Reproduce word for word the stretch of the seed oil article from "Some restaurants that" through "Control and Prevention.".

• [EXTRACT TO READ]:
----------
One example is hexane, which is the primary solvent that separates oil from crops. Generally only trace amounts are left over in food.

Additionally, seed oils are high in omega-6 fatty acids, which some have said cause inflammation. Mozaffarian argued seed oils are not pro-inflammatory.

"These fats do not activate inflammation and, in fact, they seem to temper inflammation," he said.

Stock photo of a person with cooking oil in their shopping basket.

Theerawit Jirattawevut/STOCK PHOTO/Getty Images

Kennedy has argued that seed oils cause chronic inflammation. But blaming seed oils for the declining health of Americans ignores the broader context of America's dietary shift, according to Mozaffarian.

"Americans have become so sick in the last 30 years from ultra-processed foods, from the refined grains and starches, the sugar, the salt, all the additives that people are very are fed up with highly processed foods. This is another reason why seed oils get a bad rap -- people consider them highly processed because of the way they're extracted," Mozaffarian said.

Is beef tallow a healthy option?

Some have expressed concern on social media about what is healthier to cook with -- beef tallow or seed oils.

Some restaurants that are transitioning from seed oil to beef tallow have also reported using more butter and olive oil in their cooking.

Beef tallow does provide some essential fat-soluble vitamins, including A, D, E, and K. Red meat has saturated fat though, which is "probably the most harmful," Mozaffarian said. "[Beef tallow] has a certain type of saturated fat called palmitic acid, which is most strongly linked to harms."

Saturated fat is linked to high cholesterol and and related conditions, such as heart disease, according to the Centers for Disease Control and Prevention.

Stock photo of beef fat being rendered into tallow.
----------
• [LISTED RECORDS]:
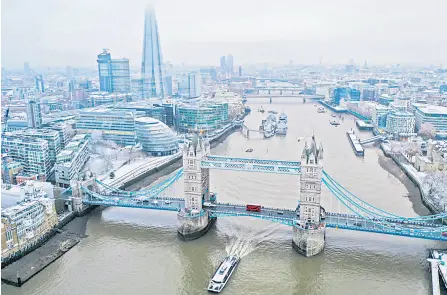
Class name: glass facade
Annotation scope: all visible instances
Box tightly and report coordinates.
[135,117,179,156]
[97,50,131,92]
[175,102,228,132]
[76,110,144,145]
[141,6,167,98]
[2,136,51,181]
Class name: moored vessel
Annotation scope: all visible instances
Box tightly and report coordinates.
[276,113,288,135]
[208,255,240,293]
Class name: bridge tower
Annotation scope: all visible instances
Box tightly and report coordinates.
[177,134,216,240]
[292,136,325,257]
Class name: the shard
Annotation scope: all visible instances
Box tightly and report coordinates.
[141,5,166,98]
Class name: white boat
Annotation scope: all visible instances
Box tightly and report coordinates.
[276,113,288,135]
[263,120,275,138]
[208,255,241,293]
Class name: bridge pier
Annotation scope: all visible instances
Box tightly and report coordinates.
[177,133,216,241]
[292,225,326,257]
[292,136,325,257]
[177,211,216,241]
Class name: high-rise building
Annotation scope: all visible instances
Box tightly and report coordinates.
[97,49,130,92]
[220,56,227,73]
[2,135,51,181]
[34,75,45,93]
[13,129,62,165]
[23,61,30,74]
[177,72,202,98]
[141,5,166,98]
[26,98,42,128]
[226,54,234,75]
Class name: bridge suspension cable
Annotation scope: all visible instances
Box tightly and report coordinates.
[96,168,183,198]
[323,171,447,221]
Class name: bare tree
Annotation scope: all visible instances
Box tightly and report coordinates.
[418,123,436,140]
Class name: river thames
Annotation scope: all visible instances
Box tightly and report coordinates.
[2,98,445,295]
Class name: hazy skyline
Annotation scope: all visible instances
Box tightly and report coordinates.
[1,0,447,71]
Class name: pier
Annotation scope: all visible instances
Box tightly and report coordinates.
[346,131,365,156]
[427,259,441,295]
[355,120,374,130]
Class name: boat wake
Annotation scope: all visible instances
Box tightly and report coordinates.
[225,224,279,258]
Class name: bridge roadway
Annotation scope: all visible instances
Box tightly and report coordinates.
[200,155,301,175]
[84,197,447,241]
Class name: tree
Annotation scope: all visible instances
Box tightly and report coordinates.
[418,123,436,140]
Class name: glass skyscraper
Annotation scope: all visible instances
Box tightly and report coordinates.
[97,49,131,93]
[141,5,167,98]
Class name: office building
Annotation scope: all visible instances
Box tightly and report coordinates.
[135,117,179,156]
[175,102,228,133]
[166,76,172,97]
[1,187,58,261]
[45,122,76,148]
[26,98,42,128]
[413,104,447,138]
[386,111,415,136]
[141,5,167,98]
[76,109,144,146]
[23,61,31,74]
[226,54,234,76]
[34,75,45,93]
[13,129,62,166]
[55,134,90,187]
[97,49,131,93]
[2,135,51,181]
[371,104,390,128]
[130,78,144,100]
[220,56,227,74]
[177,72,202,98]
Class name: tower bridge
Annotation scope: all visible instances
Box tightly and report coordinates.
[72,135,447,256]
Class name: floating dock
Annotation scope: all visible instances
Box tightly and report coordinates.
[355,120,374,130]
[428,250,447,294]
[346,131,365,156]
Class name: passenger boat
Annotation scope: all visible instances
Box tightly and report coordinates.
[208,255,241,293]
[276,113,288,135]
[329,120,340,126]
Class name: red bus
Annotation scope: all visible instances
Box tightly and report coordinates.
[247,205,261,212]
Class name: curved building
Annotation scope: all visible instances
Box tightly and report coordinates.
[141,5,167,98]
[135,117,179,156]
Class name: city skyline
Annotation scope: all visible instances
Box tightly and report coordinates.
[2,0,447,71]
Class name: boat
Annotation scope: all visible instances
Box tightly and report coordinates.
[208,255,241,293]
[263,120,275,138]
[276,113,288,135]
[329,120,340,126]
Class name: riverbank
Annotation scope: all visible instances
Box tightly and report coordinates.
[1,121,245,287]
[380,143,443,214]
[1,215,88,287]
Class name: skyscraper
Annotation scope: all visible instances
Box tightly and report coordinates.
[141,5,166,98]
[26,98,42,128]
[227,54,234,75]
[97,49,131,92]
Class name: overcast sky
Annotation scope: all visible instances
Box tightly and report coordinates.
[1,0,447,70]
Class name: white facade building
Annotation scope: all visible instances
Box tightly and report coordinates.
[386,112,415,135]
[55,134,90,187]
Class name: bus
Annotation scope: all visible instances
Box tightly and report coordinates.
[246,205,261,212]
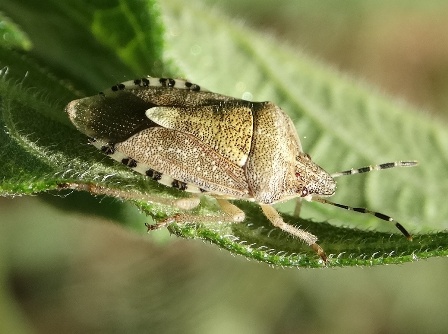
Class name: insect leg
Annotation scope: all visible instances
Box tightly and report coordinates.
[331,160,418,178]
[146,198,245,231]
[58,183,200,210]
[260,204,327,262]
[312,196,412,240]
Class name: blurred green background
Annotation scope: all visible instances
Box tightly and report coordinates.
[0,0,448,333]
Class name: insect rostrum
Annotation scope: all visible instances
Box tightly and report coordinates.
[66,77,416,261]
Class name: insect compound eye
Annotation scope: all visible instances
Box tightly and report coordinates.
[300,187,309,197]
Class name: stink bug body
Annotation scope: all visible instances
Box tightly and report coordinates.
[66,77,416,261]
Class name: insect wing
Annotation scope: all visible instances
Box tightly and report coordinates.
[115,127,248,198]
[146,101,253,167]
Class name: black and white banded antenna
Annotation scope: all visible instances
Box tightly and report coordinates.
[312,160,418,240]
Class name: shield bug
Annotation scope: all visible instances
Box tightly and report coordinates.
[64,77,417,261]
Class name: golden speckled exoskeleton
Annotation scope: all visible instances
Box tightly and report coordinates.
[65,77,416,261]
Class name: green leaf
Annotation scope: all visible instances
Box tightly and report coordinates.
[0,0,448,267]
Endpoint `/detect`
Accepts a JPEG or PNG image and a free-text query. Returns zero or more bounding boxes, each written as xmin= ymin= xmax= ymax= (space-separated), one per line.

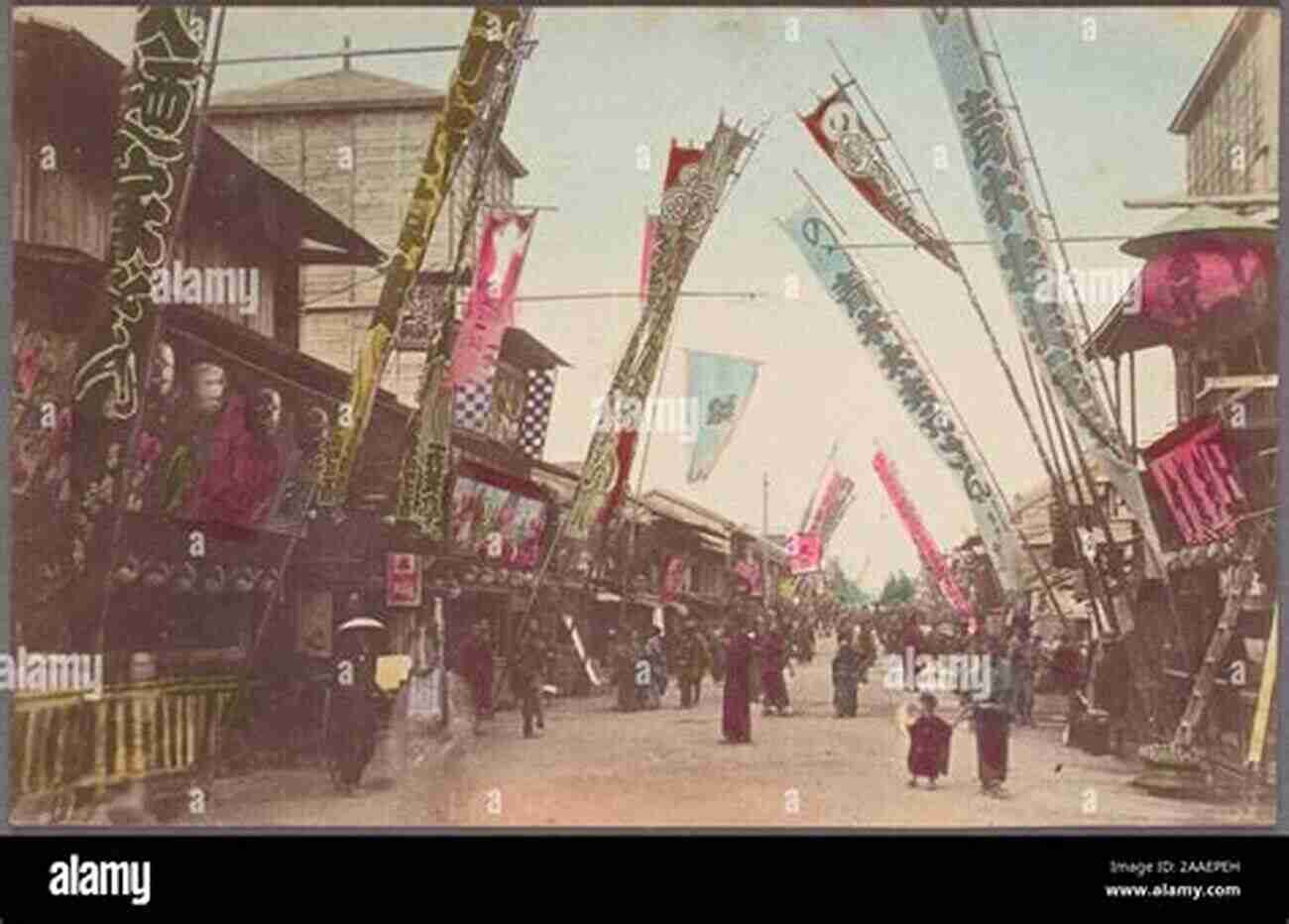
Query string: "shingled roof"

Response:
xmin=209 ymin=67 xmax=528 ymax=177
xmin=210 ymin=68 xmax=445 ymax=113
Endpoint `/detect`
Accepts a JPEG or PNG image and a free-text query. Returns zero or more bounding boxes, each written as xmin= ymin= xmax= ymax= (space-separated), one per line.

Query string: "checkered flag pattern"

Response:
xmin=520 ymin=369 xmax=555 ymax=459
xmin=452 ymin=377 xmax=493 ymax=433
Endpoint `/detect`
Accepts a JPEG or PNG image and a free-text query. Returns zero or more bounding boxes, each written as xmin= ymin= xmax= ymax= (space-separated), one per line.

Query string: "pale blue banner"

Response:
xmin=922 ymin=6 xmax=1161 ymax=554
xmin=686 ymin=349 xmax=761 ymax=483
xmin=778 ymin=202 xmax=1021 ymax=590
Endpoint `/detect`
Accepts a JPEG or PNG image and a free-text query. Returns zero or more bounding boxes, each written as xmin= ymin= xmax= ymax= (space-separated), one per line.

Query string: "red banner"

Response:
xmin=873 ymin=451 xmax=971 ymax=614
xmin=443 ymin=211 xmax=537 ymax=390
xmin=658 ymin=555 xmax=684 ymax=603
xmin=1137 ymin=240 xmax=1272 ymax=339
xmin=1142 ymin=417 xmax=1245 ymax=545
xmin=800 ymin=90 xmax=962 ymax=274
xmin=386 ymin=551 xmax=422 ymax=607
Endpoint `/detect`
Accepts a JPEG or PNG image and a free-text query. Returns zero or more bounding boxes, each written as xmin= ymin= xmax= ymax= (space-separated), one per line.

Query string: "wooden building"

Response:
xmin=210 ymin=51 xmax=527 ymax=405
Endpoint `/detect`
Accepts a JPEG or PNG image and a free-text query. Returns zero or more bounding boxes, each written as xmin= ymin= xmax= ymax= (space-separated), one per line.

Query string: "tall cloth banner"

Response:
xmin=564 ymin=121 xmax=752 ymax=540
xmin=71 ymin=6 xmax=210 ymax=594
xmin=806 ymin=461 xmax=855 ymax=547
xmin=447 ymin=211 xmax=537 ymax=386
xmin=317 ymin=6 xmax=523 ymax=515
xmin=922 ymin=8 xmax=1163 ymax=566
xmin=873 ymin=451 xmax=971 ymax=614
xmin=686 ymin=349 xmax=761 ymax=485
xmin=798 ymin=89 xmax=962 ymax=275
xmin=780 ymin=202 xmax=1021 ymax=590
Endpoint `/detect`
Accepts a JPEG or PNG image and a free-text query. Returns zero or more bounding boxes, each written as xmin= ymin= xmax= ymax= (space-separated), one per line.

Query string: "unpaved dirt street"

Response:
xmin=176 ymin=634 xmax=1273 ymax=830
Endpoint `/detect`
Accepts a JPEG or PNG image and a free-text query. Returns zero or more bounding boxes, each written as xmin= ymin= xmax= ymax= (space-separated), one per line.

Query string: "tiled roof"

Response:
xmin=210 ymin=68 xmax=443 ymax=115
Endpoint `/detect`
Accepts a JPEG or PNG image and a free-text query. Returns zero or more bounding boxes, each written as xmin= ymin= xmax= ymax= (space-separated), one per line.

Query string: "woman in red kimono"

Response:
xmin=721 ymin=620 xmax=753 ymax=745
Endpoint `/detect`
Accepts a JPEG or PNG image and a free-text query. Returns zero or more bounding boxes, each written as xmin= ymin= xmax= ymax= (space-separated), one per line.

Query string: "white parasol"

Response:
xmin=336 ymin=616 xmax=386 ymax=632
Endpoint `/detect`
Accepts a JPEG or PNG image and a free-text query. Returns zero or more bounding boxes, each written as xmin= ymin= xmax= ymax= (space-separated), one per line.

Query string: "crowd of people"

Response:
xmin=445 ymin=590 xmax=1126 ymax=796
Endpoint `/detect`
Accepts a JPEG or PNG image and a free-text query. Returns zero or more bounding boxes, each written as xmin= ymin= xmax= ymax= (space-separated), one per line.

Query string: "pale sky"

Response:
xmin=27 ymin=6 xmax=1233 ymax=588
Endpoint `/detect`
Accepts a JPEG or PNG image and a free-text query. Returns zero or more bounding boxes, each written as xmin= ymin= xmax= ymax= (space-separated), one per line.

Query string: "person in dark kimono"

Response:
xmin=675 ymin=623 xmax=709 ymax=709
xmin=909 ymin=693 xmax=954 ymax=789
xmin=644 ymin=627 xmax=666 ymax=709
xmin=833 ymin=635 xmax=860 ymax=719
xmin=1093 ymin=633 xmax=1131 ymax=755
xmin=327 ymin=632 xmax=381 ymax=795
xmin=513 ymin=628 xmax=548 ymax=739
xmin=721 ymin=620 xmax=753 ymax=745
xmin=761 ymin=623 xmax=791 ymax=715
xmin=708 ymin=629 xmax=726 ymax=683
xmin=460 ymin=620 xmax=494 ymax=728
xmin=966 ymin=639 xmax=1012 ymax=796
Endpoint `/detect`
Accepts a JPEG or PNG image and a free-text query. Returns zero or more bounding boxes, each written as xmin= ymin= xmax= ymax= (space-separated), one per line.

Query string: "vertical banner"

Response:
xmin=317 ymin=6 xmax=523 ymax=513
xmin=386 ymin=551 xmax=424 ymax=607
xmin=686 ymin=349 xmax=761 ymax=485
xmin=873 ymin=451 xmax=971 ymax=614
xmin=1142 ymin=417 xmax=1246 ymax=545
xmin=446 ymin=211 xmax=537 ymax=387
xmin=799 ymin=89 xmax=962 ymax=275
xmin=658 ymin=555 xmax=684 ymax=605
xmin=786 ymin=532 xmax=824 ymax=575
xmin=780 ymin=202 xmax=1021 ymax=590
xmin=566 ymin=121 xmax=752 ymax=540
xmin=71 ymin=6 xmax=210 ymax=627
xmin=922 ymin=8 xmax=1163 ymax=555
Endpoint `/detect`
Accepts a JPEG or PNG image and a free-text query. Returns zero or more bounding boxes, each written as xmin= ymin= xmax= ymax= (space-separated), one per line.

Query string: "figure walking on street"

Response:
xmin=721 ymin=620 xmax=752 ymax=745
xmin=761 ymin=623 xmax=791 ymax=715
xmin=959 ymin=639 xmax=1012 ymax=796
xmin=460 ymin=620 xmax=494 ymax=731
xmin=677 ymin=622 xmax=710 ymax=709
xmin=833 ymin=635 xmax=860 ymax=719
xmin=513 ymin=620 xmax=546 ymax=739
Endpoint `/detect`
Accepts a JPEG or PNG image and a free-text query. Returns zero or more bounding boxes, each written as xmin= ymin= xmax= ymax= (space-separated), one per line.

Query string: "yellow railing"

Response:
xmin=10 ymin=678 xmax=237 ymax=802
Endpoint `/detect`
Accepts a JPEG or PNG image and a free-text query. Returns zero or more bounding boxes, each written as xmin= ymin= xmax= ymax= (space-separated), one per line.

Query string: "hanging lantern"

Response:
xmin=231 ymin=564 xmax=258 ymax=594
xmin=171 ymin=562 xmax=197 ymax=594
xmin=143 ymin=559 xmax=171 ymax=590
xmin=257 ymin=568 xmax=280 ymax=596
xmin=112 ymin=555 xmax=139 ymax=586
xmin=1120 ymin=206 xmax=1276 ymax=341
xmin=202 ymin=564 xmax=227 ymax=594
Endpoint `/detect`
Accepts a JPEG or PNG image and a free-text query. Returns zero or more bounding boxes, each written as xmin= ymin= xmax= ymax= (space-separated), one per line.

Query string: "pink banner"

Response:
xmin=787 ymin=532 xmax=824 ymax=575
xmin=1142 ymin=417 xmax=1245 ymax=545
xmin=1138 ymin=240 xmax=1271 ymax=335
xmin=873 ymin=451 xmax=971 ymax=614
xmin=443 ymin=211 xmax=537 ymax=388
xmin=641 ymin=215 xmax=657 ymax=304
----------
• [EXERCISE RESULT]:
Some restaurants that are transitioning from seed oil to beef tallow have also reported using more butter and olive oil in their cooking.

Beef tallow does provide some essential fat-soluble vitamins, including A, D, E, and K. Red meat has saturated fat though, which is "probably the most harmful," Mozaffarian said. "[Beef tallow] has a certain type of saturated fat called palmitic acid, which is most strongly linked to harms."

Saturated fat is linked to high cholesterol and and related conditions, such as heart disease, according to the Centers for Disease Control and Prevention.